WHAT TO DO: Recast the lines below as a Markdown table with the columns Number and Line, numbering each line and omitting blank lines. Begin at the line that contains "Pick out the gray" and stop after the line that contains "(1113, 263)".

-- START OF TASK INPUTS --

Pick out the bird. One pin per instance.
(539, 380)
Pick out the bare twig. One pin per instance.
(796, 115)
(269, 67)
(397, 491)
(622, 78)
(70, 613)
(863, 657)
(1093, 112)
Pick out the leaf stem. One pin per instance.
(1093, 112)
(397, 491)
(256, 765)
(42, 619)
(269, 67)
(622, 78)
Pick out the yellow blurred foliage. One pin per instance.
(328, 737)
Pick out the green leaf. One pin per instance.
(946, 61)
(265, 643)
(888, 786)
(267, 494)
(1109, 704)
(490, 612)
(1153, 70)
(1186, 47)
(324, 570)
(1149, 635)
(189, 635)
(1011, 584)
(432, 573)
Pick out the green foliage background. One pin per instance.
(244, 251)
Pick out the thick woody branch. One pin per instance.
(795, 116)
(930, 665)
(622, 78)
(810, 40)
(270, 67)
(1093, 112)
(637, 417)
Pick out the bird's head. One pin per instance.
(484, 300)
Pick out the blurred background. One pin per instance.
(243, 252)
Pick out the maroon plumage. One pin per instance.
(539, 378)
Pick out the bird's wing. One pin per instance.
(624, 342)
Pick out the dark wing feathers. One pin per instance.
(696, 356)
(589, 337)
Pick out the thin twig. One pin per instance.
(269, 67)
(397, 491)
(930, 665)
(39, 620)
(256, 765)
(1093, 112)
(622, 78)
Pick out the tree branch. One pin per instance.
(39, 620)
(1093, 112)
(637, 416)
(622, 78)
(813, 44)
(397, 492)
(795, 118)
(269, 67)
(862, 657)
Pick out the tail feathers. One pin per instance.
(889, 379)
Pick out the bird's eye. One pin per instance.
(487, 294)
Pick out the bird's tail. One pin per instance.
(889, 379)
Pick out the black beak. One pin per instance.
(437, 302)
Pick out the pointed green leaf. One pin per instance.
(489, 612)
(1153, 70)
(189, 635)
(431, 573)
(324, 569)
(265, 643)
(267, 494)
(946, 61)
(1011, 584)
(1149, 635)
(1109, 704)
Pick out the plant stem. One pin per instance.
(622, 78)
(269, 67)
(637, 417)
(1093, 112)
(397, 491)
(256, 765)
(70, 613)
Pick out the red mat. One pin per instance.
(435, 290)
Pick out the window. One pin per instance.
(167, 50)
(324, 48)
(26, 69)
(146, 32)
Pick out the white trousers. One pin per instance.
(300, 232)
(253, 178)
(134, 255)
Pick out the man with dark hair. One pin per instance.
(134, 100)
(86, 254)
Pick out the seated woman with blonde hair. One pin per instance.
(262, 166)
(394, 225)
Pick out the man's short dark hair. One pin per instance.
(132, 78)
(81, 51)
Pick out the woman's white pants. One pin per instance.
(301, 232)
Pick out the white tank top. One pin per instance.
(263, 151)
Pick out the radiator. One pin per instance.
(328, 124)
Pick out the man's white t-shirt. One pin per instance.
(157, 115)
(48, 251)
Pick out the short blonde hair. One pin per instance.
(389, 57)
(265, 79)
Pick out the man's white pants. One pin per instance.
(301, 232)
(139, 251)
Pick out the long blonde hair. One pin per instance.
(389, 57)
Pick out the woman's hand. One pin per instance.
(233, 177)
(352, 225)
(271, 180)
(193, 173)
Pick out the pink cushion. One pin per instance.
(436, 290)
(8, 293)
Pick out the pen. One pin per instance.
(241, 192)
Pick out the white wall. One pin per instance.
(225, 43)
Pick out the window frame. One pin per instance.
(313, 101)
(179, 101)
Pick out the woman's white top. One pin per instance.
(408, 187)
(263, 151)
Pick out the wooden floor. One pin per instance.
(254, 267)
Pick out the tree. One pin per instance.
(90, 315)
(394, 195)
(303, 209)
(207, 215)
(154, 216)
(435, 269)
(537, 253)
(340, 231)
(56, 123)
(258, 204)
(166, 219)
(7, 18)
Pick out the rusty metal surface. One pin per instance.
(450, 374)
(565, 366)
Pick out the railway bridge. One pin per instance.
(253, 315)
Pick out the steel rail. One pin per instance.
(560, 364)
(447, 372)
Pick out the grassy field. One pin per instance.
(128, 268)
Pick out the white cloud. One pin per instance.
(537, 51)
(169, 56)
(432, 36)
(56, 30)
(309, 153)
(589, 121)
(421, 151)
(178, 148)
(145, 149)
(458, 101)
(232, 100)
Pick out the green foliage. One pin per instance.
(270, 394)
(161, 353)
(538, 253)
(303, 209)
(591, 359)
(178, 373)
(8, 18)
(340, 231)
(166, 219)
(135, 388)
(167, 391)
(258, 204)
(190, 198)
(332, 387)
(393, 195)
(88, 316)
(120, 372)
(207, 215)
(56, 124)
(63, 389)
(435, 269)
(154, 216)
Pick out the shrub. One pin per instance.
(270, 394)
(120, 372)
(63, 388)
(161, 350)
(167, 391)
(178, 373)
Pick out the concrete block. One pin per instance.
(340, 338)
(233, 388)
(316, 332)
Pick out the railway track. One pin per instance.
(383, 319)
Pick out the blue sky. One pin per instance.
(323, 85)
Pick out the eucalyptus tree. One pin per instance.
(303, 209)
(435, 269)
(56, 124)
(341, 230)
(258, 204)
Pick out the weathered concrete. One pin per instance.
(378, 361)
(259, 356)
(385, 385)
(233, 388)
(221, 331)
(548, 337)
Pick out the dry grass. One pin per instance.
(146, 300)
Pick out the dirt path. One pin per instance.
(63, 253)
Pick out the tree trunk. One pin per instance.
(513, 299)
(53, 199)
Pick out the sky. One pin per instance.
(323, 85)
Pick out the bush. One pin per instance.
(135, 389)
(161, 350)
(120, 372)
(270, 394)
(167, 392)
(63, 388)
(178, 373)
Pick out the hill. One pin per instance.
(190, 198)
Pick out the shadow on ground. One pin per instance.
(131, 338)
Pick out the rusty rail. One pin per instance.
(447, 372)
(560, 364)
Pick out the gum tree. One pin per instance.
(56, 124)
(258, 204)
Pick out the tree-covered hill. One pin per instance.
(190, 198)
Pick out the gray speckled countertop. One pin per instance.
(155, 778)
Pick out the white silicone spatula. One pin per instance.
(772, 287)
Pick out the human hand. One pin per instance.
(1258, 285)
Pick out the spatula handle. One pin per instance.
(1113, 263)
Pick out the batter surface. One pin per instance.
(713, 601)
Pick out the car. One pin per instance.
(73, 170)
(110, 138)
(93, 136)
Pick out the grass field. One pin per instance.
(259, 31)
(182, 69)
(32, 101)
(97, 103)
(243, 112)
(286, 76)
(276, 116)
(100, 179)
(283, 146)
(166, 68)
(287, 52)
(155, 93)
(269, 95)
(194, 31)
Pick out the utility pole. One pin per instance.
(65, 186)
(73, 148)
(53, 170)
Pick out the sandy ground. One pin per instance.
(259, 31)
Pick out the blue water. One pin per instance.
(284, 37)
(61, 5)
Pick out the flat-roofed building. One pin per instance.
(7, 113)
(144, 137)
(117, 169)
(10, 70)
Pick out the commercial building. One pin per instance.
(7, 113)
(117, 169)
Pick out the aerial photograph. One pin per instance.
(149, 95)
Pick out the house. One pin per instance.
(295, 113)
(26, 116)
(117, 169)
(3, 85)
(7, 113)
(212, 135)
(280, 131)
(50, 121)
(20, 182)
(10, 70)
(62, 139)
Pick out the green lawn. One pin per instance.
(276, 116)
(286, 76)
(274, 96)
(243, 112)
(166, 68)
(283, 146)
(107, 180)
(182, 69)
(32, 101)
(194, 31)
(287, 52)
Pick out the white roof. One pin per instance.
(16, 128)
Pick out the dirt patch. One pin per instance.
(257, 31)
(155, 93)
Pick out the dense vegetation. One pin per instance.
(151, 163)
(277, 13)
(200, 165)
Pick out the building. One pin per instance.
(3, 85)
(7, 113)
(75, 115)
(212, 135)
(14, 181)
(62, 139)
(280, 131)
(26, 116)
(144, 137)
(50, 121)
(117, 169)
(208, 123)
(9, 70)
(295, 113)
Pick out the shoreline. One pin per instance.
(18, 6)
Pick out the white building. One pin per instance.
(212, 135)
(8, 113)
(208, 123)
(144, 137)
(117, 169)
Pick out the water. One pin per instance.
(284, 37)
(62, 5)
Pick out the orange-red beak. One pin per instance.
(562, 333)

-- END OF TASK INPUTS --

EXERCISE RESULT:
| Number | Line |
|---|---|
| 1 | Pick out the gray speckled countertop. One pin per instance. |
| 2 | (155, 778) |
| 3 | Pick out the white silicone spatula. One pin per instance. |
| 4 | (772, 287) |
| 5 | Pick out the human hand. One pin per instance. |
| 6 | (1258, 285) |
| 7 | Pick out the spatula handle. One pin per instance. |
| 8 | (1113, 263) |